===== GIVEN TEXT =====

The world population is likely to grow from the 6.9 billion recorded in 2010 to somewhere between 8 and 10.5 billion by 2050.
The path of future population growth is uncertain and can be affected by critical development initiatives related to gender equity and access to health services, including reproductive healthcare. Whether future population growth follows the low, medium, or high variant will have important implications for society’s ability to address the climate crisis.
The pressing question is why a four degree Celsius warmer world must be avoided. New scientific analyses have examined the likely impacts of present day two degree Celsius and four degree Celsius warming on agricultural production, water resources, and coastal vulnerability for affected populations.
It finds many significant climate and development impacts are already being felt in some regions, and in some cases multiple threats of increasingly extreme heat waves, sea level rise, more severe storms, droughts and floods are expected to have further severe negative implications for the poorest.

===== PROVIDED RECORDS =====

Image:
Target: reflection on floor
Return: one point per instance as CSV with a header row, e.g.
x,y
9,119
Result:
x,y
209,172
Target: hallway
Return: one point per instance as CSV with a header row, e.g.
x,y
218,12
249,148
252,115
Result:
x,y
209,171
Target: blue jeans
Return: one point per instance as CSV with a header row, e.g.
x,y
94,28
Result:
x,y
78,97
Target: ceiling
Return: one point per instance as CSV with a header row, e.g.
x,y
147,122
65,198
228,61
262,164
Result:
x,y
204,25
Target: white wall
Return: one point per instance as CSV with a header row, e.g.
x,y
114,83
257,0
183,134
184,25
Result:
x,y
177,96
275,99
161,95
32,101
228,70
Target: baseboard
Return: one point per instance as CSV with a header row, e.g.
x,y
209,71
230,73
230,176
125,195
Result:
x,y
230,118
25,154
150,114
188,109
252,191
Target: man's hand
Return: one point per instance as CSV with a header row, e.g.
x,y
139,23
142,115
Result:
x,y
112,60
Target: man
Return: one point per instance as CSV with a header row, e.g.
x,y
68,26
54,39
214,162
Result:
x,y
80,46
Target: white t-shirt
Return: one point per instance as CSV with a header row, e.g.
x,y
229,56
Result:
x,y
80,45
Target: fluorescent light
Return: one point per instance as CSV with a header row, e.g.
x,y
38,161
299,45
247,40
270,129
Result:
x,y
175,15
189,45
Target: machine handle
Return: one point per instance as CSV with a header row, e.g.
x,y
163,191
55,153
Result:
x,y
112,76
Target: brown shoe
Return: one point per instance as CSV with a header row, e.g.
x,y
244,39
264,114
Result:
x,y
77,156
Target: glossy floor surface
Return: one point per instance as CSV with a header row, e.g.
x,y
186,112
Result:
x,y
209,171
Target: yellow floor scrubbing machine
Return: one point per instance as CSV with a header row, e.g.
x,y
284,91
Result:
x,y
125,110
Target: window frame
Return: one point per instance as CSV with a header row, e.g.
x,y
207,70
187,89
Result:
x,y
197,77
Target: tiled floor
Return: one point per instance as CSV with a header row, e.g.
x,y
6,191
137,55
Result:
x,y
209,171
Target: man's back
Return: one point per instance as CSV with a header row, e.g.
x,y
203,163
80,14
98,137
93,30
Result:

=====

# REQUIREMENT 1
According to the passage on population growth and climate warming, what was the world population recorded in 2010?
# REQUIREMENT 2
Extend the passage on population growth and climate warming, picking up after its final sentence.

# ANSWER AREA 1
6.9 billion

# ANSWER AREA 2
Research from the United Kingdom’s MET Office suggests the next two years could be the hottest on record globally. The research shows that a major El Nino event is in play in the Pacific Ocean, which is expected to heat the world overall. Climate-related extreme events could push households below the poverty trap threshold.
High temperature extremes are likely to affect yields of rice, wheat, maize, omahangu and other important crops, thus adversely affecting food security. Climate change and agricultural production are interrelated processes, which take place on a global scale.
Climate change affects agriculture in a number of ways, including through changes in average temperatures, rainfall, and climate extremes (e.g. heat waves), changes in pests and diseases, changes in atmospheric carbon dioxide and ground level ozone concentrations, changes in the nutritional quality of some foods, and changes in sea level.
Many of the countries likely to experience net loss are those with populations directly dependent on agriculture and forests for livelihoods, many of whom are already food insecure due to poverty, environmental degradation, land scarcity, and other factors.
Rapid population growth will amplify these challenges: under the medium variant projection of population growth, agricultural production loss and an increase in the prices of crops due to climate change will put an additional 90 to 125 million people in the developing world at risk of hunger by 2080.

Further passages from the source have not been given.